Stated goal A =
In what century did Theravada Buddhism reach Thailand, according to the text on Buddhism in Asia below?

Text =
>> START

Some History of Buddhism in Asia
Currently Mahayana is in Northern Asia: China, Mongolia, Japan, Korea and Vietnam and Theravada is in: Thailand, Myanmar [Burma], Laos, Cambodia, a little in Vietnam and of course, Sri Lanka.
The Indian Early Discourses [Hinayana Suttas] were translated to Chinese about the 7th Century CE. The Mahayana monks use basically the same code of discipline. So the Mahayana monks have basically the same Discourse and Discipline Collections [Sutta and Vinaya Pitaka], but they don’t pay attention to these. They pay attention to their Higher Teachings [Abhidhamma] and other later texts and commentaries which are different to the Theravada Higher Teachings [Abhidhamma] and other later texts and commentaries.
As you would know Theravada Buddhism came to Thailand in the 11th Century CE from Sri Lanka and later the Siam Maha-Nikaya [Great Sect of Thailand] went to Sri Lanka to restore Theravada there after Portuguese persecution. So now in Sri Lanka there is the Siam Maha-Nikaya and the Ramanya Nikaya from Myanma [Burma]. Theravada Buddhist Culture is slightly different in Sri Lanka. Usually the monks don’t go on Alms Round [Pindapat] and there is no tradition of all men ordaining for a short time as there is in Thailand. Consequently ordination is considered a life long commitment and if one disrobes, there is a stigma attached. Also women novices are accepted, unlike Thailand, but there is no Nun [Bhikkhunii] ordination in Sri Lanka, as in other Theravadin countries. As you might know, there are only Nuns [Bhikkhunii] in Taiwan. In Sri Lanka the people share merits too, but they do not Pour Water [Grot Nam] to dedicate merits. The way the people share merits at the time of doing offering things to the monks, is to pass the thing offered around, so that everyone touches it. This communal touching is seen in Thailand when the Pouring Water ceremony is held, one leader pours the water and others often form a chain to the leader by touching each other, or a leader offers something and others form a chain to the leader by touching each other.

>> END

Stated goal B =
Please count the lines in the records below that contain the string "fence", and give only the number.

Supplied data =
>> START

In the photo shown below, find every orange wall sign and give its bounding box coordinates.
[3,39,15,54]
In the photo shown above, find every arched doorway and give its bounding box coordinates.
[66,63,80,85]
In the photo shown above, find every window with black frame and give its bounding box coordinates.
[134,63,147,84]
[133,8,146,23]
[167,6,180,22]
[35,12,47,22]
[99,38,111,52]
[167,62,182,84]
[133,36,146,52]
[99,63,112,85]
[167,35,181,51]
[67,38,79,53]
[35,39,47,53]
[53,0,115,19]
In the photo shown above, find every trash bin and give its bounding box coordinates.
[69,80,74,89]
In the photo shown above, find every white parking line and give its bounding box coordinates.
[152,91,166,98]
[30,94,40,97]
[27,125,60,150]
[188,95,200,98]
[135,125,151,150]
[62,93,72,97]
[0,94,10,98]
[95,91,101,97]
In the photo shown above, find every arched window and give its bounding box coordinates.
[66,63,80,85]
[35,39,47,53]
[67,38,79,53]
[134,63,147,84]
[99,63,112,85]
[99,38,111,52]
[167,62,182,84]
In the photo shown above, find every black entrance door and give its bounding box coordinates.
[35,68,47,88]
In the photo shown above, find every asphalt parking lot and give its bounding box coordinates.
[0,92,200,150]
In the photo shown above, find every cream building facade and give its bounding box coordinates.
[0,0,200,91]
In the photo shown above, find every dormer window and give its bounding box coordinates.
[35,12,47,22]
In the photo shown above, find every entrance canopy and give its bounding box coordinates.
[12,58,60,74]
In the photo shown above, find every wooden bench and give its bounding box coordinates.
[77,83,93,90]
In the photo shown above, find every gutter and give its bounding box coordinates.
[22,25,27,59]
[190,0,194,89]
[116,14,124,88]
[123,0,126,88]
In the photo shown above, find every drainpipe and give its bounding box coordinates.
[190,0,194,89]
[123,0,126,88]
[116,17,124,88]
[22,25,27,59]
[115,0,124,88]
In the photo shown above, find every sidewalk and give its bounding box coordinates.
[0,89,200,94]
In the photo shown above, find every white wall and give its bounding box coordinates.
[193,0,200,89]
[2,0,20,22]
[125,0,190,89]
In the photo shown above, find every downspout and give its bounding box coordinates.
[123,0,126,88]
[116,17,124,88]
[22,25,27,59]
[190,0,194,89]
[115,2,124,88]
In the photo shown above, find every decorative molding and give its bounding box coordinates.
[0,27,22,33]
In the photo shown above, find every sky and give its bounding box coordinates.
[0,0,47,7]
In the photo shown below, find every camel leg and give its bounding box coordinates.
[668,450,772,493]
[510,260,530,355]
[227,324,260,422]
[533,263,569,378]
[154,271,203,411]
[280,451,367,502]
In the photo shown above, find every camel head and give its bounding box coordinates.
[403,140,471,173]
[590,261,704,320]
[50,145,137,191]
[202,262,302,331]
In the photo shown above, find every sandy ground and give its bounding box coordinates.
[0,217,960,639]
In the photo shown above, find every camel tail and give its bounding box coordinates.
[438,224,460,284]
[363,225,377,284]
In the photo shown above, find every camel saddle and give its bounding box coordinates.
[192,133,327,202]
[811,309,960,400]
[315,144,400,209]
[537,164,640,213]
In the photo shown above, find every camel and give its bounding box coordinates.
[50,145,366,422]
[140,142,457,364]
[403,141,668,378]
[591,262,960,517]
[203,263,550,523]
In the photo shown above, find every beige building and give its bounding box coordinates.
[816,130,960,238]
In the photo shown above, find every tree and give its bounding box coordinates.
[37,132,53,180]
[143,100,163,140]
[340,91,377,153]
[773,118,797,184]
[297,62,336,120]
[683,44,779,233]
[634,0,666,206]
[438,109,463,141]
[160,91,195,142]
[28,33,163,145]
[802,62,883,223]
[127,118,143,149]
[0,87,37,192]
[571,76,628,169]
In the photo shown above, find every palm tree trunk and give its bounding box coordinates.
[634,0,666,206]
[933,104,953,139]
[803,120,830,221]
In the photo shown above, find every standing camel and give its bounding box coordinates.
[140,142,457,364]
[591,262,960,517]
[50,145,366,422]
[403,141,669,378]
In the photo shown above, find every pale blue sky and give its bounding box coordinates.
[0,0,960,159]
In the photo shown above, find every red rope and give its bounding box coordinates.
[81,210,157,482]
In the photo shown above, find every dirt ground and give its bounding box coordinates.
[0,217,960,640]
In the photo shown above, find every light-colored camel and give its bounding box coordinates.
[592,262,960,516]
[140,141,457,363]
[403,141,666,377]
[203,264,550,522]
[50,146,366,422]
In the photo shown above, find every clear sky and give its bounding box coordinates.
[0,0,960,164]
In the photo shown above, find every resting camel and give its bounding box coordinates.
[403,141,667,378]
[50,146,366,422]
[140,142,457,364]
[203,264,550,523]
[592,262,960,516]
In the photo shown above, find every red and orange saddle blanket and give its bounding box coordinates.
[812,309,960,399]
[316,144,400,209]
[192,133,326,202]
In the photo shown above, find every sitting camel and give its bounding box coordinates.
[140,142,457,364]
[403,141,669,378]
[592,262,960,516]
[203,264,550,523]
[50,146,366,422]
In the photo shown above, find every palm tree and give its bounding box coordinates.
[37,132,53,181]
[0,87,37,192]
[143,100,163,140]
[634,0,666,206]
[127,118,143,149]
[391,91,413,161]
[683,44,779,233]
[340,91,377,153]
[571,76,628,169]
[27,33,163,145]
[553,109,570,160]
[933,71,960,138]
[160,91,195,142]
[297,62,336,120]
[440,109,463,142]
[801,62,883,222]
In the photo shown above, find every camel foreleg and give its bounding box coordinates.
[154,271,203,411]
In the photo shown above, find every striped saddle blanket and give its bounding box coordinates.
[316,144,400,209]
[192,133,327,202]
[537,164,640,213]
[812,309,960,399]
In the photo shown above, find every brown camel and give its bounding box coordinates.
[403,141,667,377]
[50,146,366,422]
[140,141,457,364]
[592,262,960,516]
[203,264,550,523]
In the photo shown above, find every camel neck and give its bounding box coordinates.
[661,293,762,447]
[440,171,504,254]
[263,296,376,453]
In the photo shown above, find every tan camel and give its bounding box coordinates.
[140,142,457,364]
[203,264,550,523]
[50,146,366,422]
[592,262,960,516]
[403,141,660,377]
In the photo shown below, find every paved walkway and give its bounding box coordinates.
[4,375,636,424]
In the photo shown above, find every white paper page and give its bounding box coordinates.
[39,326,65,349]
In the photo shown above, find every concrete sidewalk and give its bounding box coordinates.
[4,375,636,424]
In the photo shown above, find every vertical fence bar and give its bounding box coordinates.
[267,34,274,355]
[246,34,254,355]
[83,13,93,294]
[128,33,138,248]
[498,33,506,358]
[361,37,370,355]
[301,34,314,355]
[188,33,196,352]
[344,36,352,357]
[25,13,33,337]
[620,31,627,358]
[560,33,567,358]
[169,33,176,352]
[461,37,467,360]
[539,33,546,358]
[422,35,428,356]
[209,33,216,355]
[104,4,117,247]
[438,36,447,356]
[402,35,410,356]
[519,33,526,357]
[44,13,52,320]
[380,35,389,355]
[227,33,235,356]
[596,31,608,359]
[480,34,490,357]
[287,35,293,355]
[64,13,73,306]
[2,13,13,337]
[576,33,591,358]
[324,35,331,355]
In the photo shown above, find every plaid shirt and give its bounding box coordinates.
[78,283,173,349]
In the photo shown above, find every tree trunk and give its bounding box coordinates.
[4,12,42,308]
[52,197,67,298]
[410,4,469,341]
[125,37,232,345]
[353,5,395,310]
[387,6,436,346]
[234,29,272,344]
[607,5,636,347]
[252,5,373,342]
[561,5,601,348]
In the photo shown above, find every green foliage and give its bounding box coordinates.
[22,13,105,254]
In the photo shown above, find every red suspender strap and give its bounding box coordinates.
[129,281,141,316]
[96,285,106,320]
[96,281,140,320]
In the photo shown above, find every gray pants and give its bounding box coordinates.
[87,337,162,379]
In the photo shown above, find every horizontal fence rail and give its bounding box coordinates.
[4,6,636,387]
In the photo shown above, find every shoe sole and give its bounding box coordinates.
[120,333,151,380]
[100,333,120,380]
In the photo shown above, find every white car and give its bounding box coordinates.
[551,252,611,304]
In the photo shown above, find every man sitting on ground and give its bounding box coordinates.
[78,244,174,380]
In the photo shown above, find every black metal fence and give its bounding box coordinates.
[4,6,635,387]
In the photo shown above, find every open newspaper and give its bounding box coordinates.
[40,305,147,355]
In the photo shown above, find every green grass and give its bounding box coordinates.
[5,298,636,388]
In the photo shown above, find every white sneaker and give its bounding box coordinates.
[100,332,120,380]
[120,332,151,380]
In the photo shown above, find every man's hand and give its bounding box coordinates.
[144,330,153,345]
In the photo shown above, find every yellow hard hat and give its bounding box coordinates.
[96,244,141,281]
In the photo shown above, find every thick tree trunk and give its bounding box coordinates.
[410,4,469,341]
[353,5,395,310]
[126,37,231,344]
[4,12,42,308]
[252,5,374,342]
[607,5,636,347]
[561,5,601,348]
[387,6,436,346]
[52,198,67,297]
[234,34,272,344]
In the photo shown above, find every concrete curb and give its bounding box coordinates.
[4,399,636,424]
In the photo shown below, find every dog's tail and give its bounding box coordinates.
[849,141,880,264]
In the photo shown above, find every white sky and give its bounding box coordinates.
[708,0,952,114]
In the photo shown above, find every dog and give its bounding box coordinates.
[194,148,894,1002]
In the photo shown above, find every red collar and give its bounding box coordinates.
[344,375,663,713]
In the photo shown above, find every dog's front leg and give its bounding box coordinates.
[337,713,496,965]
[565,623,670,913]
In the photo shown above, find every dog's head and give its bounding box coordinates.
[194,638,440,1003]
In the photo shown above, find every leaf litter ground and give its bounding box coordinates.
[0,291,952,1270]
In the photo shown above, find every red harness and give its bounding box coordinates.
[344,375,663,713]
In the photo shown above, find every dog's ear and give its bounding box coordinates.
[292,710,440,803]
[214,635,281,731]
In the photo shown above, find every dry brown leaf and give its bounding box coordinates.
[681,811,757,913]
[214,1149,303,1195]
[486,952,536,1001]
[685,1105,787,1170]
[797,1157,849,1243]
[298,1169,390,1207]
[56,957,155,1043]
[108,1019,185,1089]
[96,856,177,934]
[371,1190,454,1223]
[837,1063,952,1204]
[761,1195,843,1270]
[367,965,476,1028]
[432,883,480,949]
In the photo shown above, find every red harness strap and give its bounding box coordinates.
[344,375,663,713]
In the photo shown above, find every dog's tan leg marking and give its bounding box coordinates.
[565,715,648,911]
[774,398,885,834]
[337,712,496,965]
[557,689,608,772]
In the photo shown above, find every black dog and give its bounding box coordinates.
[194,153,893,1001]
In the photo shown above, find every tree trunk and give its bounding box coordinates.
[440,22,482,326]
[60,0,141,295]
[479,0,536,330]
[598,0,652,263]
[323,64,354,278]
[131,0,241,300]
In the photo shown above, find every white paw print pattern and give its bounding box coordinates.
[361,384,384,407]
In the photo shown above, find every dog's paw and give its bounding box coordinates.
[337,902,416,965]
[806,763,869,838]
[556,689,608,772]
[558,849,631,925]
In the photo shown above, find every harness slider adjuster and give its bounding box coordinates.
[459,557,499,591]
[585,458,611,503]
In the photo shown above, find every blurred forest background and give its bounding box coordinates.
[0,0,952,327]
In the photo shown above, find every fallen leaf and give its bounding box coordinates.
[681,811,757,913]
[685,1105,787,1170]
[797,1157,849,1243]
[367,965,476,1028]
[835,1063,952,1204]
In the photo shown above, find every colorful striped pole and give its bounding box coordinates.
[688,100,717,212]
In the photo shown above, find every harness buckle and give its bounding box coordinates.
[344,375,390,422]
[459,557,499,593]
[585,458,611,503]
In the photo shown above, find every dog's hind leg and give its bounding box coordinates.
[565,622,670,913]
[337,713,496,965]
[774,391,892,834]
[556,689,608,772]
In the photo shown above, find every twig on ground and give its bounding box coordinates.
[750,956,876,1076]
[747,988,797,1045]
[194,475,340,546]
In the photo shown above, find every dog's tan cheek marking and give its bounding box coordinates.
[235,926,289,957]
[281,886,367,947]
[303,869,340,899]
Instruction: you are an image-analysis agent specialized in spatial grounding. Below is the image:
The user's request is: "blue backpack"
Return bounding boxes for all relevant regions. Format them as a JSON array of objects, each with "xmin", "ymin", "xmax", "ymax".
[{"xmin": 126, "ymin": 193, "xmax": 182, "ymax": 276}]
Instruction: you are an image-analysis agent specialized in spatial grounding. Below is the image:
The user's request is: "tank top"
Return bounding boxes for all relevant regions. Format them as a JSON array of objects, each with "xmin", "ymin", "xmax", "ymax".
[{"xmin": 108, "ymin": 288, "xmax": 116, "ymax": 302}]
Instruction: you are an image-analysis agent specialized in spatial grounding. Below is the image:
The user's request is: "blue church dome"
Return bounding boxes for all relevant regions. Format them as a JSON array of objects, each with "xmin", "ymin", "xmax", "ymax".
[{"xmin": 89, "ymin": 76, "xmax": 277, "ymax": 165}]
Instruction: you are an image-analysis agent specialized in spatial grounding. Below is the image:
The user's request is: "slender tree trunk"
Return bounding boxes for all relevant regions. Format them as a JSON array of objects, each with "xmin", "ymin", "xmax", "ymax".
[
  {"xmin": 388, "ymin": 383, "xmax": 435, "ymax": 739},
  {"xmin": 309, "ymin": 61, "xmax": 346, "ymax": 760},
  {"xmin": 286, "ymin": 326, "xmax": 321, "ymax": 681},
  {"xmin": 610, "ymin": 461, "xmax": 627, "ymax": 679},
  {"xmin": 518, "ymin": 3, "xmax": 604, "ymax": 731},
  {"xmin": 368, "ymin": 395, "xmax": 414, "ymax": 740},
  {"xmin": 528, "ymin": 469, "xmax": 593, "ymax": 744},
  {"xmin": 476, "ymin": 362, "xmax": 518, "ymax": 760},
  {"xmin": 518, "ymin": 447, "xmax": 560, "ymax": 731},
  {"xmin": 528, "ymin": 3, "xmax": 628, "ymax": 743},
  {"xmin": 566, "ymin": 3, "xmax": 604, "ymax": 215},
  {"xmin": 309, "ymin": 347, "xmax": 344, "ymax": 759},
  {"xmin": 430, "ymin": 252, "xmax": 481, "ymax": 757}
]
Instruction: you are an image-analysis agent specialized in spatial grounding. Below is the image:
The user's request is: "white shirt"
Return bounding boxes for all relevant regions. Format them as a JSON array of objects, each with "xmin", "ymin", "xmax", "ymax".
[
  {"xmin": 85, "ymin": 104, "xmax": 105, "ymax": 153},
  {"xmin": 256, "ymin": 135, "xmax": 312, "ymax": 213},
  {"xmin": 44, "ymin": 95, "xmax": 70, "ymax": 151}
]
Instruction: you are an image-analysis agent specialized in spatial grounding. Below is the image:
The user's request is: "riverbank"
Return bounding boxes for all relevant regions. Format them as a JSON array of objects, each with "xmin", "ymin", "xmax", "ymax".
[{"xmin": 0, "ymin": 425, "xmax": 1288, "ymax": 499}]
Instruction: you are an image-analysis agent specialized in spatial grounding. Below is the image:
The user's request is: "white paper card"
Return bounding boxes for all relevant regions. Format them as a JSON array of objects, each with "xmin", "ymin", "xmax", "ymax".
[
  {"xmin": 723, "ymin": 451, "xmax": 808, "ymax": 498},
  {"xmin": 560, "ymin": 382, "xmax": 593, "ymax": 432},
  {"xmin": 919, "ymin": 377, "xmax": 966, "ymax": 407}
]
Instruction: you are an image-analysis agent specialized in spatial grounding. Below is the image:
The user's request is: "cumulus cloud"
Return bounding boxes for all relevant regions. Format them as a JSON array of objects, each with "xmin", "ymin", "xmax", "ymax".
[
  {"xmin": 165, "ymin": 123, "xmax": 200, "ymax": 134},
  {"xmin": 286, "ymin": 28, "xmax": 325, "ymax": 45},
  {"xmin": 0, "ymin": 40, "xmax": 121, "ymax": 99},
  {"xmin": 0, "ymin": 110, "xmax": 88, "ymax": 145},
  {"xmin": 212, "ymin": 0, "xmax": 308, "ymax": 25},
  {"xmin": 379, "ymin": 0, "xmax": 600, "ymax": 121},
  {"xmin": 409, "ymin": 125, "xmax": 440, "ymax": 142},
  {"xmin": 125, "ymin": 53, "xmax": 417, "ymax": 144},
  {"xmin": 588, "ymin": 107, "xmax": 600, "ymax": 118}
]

>> END

Solution A =
The 11th Century CE, coming from Sri Lanka.

Solution B =
3